----- Data under study
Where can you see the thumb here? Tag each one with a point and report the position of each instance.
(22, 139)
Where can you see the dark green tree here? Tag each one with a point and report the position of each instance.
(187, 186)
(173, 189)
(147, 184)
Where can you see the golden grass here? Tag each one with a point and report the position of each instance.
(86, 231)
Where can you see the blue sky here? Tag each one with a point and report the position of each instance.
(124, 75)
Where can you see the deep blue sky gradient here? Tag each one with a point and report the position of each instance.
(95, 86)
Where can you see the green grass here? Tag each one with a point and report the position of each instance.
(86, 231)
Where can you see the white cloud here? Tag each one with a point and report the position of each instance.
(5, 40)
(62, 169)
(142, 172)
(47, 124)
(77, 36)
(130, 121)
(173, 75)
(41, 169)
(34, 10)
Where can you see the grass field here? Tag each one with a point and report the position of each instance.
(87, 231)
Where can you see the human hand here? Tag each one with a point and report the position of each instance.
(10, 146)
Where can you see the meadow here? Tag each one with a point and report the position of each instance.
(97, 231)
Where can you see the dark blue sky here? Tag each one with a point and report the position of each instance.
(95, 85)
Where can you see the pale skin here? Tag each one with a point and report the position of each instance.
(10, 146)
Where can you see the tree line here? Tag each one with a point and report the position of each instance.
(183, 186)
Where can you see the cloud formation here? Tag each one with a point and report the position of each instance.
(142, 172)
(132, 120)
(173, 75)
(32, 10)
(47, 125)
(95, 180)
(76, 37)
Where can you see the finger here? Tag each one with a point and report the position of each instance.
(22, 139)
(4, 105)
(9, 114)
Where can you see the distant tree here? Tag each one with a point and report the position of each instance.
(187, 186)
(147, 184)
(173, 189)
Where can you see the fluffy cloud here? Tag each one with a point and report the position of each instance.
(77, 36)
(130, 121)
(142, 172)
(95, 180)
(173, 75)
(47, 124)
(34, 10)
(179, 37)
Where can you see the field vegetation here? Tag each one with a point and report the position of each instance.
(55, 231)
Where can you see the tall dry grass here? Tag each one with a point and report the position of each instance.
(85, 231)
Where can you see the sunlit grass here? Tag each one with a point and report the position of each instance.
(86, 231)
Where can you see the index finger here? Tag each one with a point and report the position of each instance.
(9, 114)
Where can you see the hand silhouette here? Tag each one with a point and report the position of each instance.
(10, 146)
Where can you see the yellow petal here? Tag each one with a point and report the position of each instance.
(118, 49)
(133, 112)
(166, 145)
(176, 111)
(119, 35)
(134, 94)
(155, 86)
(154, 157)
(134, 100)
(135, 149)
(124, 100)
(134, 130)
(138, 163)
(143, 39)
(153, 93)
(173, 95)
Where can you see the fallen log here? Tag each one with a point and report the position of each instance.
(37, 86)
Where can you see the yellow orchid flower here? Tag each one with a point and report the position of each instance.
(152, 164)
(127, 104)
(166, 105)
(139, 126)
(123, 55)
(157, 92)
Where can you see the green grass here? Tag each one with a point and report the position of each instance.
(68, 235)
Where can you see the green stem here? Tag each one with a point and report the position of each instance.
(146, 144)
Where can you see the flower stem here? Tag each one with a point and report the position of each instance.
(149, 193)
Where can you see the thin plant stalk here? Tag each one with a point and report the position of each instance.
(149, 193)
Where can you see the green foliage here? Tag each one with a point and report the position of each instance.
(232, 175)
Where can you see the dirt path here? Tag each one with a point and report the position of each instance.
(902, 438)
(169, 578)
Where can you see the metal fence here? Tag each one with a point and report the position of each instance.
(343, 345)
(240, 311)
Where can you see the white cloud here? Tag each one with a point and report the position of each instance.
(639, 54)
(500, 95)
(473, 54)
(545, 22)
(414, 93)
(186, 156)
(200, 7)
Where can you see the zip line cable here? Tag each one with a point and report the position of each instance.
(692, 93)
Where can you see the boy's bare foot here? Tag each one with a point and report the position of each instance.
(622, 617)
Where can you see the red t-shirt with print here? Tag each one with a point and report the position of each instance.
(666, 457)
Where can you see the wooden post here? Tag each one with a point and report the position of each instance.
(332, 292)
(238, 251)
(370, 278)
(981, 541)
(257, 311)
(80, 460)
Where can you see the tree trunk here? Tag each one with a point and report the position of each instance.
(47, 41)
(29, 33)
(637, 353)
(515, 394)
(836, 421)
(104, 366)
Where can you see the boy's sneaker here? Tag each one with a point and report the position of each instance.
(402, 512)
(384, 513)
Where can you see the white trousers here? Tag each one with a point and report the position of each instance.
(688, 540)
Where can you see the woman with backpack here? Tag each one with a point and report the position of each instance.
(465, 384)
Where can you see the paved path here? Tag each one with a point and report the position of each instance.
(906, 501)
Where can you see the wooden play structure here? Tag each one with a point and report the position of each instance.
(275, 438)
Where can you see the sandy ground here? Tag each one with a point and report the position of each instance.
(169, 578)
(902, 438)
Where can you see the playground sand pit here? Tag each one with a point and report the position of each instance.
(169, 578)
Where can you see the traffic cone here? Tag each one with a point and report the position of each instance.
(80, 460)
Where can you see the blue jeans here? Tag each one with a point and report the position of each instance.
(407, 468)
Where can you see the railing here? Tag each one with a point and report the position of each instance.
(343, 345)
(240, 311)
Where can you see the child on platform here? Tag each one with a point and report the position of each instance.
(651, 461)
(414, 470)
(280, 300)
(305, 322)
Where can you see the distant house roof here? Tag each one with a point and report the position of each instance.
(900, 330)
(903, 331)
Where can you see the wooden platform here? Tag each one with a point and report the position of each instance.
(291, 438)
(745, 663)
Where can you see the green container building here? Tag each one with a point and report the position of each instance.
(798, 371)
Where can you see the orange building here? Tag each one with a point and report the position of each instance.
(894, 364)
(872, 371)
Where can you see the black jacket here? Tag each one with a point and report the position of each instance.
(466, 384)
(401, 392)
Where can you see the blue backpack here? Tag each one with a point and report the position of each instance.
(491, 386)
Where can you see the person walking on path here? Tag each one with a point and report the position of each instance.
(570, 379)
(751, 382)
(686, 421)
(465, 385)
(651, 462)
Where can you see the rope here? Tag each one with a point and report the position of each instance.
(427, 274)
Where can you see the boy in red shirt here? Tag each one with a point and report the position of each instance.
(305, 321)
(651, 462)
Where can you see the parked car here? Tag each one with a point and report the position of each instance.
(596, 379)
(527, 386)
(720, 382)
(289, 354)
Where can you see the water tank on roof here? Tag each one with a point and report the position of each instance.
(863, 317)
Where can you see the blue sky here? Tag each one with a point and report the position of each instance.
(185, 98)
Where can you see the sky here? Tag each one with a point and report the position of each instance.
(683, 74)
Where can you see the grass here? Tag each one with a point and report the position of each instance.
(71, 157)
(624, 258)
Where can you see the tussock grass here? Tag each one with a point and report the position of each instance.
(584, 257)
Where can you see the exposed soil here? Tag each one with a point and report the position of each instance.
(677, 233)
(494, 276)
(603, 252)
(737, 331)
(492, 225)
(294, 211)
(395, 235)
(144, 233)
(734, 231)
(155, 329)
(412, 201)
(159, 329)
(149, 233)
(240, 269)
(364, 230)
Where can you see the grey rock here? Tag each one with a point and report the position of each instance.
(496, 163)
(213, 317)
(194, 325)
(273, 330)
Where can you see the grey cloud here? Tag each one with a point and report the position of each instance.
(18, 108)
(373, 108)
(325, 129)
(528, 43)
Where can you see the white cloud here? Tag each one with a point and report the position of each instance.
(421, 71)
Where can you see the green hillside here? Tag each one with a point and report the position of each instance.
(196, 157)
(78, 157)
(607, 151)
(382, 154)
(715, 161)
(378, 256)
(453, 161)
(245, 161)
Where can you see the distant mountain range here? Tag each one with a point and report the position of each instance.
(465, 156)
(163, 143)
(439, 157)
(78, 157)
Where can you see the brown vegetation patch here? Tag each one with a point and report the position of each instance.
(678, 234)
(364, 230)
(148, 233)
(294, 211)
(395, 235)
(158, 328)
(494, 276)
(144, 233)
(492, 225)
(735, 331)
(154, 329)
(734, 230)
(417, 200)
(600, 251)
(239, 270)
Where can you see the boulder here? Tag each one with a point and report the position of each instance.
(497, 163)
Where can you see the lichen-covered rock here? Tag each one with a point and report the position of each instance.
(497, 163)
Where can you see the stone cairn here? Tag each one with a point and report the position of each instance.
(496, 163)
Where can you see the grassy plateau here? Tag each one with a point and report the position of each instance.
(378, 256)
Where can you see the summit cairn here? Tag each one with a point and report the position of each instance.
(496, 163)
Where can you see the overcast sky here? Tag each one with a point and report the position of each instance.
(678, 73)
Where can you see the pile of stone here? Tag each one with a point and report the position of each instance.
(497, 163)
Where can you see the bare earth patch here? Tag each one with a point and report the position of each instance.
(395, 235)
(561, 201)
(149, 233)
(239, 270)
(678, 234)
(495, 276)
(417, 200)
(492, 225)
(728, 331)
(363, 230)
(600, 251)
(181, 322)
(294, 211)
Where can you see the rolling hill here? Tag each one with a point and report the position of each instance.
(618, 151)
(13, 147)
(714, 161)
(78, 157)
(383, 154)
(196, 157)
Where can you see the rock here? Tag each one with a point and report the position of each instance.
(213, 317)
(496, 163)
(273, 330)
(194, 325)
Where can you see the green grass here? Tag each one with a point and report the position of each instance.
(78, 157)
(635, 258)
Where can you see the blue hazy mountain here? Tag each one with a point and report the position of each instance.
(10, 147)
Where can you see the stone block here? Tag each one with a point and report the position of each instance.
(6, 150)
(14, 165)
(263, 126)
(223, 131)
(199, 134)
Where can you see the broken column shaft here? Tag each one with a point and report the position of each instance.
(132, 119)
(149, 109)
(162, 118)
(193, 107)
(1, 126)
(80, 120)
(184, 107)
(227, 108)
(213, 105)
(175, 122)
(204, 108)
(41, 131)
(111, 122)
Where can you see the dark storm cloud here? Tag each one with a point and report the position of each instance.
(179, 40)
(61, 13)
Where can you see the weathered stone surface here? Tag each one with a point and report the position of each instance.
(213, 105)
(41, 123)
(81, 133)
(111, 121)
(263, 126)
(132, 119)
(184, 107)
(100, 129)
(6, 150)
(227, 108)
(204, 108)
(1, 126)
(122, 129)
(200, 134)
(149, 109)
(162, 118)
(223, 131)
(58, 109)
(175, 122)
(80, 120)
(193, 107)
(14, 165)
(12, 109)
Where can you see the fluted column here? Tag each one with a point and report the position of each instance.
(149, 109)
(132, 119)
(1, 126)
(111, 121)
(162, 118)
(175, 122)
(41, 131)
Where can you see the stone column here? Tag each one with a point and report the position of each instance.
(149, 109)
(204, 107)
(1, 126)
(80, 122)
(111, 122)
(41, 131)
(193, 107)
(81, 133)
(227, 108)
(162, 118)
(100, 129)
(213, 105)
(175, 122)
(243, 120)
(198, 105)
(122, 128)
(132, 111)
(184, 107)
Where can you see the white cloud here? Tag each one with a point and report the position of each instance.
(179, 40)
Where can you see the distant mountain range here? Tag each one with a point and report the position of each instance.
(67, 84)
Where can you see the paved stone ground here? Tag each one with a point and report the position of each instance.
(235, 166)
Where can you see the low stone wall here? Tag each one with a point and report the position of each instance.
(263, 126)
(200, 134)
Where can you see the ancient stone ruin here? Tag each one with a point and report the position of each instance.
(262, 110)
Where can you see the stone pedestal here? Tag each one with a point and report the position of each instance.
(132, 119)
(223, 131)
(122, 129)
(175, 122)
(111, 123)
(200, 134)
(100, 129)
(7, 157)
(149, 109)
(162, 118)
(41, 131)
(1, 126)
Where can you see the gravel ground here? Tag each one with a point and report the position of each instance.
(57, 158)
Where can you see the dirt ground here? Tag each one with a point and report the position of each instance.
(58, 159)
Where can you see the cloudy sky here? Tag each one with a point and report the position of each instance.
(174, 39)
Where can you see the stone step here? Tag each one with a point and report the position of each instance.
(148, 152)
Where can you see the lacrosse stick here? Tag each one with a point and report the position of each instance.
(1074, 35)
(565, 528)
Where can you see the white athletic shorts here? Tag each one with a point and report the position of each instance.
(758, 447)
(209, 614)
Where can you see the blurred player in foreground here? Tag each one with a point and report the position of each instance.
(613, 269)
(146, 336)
----------
Take the lines from the one containing "Where can you see the ancient" to the last line of the material above and write them out exactly.

Solution:
Where can you see the ancient stone ruin here? Tag each one with a point and report the position of each instance.
(262, 110)
Where can you see the stone pedestal here? Tag each one with a point and report the position of each instance.
(132, 119)
(223, 131)
(122, 129)
(175, 122)
(111, 123)
(200, 134)
(100, 129)
(7, 157)
(149, 109)
(162, 118)
(41, 131)
(1, 126)
Where can you see the gravel ground here? Tag each one with a point and report the position of each instance.
(57, 158)
Where can you see the dirt ground here? Tag each one with a point and report the position of each instance.
(58, 159)
Where can you see the cloudy sky here? Tag each one with a point and report the position of each instance.
(174, 39)
Where can you see the stone step here? Tag each one with a point and report the position of each instance.
(148, 152)
Where can you see the lacrosse stick here? Tag each one with a point and report the position of each instance.
(1074, 35)
(565, 528)
Where can you see the white athletic shorts here? Tag each one with a point and report the position of each instance.
(758, 447)
(209, 614)
Where can you see the blurred player in foreground here? Tag each one with a point and report the position of each instance.
(613, 269)
(146, 336)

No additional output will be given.